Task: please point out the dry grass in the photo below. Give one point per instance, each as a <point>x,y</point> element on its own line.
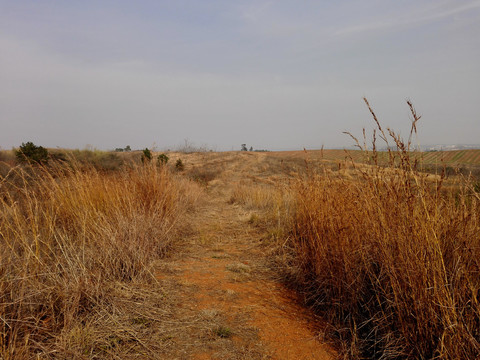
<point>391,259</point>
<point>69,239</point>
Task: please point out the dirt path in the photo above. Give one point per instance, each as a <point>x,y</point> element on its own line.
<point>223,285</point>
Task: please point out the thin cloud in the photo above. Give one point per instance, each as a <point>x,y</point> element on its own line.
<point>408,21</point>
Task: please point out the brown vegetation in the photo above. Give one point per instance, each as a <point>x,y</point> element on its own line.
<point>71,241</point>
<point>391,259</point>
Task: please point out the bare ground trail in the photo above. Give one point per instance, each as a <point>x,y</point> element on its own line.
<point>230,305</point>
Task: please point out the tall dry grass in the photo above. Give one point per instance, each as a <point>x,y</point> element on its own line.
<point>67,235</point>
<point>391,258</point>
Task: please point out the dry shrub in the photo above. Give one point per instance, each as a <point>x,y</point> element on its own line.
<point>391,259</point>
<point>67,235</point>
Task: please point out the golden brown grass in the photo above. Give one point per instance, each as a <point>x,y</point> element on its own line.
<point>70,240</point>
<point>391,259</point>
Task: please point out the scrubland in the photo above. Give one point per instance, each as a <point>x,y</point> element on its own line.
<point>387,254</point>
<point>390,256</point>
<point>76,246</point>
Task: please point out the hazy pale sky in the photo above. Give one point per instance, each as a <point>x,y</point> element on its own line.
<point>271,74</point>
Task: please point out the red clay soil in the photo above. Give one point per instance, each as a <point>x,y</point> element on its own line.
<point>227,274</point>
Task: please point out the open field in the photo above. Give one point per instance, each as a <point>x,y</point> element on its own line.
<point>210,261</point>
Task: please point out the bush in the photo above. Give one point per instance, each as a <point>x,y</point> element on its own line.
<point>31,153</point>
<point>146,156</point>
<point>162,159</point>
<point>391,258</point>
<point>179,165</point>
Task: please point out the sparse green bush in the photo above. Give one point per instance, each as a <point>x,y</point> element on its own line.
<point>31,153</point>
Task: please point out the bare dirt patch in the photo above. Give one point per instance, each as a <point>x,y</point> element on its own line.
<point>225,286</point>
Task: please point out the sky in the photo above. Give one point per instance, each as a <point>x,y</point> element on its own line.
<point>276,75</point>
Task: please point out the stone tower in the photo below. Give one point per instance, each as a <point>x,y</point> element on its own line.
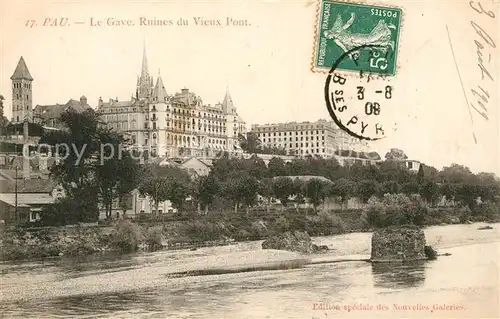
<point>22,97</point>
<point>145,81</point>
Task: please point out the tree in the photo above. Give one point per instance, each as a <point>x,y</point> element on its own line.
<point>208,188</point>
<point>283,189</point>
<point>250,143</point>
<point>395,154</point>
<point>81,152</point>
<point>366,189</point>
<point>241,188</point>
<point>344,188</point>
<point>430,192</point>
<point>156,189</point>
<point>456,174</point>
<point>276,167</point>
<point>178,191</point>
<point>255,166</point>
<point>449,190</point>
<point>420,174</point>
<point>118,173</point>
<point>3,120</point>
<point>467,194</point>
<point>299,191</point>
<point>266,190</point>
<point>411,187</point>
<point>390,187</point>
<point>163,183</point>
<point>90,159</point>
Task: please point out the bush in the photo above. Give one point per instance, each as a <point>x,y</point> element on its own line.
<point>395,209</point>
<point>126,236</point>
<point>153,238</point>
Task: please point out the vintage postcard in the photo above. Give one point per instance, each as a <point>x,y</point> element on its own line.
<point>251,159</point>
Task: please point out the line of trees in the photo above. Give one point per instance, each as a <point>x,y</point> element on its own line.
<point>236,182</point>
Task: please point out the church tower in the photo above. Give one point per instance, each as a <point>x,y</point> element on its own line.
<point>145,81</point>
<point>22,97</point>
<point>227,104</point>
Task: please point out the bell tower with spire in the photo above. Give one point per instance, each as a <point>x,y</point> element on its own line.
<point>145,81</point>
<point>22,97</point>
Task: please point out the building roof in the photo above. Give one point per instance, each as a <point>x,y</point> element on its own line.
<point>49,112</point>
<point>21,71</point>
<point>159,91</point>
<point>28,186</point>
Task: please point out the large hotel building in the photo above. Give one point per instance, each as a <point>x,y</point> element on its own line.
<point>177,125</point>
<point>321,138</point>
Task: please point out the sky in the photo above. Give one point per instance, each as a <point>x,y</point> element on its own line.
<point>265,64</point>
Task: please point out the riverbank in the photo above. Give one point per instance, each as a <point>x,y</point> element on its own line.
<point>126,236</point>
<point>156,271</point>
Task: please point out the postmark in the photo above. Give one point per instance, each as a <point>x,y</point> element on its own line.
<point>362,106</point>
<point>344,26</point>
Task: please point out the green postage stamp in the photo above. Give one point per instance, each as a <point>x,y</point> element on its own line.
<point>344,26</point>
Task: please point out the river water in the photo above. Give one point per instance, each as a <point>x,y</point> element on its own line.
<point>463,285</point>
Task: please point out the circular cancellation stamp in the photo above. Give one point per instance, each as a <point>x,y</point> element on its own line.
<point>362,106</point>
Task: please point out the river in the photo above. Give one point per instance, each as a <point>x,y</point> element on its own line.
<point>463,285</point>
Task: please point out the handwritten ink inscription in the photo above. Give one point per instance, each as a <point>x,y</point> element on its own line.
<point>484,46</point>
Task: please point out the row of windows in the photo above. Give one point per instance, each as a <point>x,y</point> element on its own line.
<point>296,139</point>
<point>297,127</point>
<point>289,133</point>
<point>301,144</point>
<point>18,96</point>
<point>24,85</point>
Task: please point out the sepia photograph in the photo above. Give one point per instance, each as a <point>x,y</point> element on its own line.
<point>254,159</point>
---
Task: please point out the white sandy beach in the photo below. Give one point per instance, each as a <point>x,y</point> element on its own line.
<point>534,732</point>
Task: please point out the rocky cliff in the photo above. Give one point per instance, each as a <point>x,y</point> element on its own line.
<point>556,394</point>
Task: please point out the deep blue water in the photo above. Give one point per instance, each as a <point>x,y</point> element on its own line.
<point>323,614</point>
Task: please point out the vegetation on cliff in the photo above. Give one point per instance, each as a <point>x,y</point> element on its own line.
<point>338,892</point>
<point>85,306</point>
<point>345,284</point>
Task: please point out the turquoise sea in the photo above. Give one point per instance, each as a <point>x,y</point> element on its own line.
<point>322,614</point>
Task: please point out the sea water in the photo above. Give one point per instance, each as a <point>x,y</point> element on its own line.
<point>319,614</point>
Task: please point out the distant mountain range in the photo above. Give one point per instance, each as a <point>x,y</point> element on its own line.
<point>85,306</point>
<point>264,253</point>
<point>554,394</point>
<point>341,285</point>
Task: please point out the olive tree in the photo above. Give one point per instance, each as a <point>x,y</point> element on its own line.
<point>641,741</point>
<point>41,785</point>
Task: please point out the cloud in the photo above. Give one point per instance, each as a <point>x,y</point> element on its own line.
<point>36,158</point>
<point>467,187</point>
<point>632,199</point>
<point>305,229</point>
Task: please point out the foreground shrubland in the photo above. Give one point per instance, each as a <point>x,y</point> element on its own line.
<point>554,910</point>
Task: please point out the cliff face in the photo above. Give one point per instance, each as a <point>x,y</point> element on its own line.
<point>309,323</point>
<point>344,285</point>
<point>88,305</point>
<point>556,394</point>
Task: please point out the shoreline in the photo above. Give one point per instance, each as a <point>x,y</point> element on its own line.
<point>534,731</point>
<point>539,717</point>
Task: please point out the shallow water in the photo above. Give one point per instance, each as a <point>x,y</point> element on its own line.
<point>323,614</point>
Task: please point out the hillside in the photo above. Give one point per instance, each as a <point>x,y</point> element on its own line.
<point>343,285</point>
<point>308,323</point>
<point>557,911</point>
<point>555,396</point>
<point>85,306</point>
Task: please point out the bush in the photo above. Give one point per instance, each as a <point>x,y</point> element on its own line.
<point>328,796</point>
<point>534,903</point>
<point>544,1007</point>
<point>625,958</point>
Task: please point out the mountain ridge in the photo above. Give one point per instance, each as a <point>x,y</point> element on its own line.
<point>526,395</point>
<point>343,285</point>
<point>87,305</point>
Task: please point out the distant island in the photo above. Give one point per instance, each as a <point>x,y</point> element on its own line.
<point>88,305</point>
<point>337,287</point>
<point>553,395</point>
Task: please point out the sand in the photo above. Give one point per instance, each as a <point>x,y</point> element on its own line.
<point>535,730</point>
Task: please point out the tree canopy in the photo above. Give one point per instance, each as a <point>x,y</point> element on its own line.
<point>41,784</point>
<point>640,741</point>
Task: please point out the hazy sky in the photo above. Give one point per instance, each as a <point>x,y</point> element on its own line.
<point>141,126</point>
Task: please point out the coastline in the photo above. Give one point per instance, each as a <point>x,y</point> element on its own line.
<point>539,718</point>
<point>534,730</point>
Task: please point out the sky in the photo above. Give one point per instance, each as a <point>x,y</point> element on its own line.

#### [AIM OF THE TASK]
Return the lines of the items from the line containing "Task: please point out the distant mountain" through the line containing "<point>341,285</point>", copied with no changes.

#### [TASK ANSWER]
Task: please point out the distant mountain range in the photo above. Give one point per instance, each as a <point>x,y</point> element on its own line.
<point>85,306</point>
<point>264,253</point>
<point>554,394</point>
<point>341,285</point>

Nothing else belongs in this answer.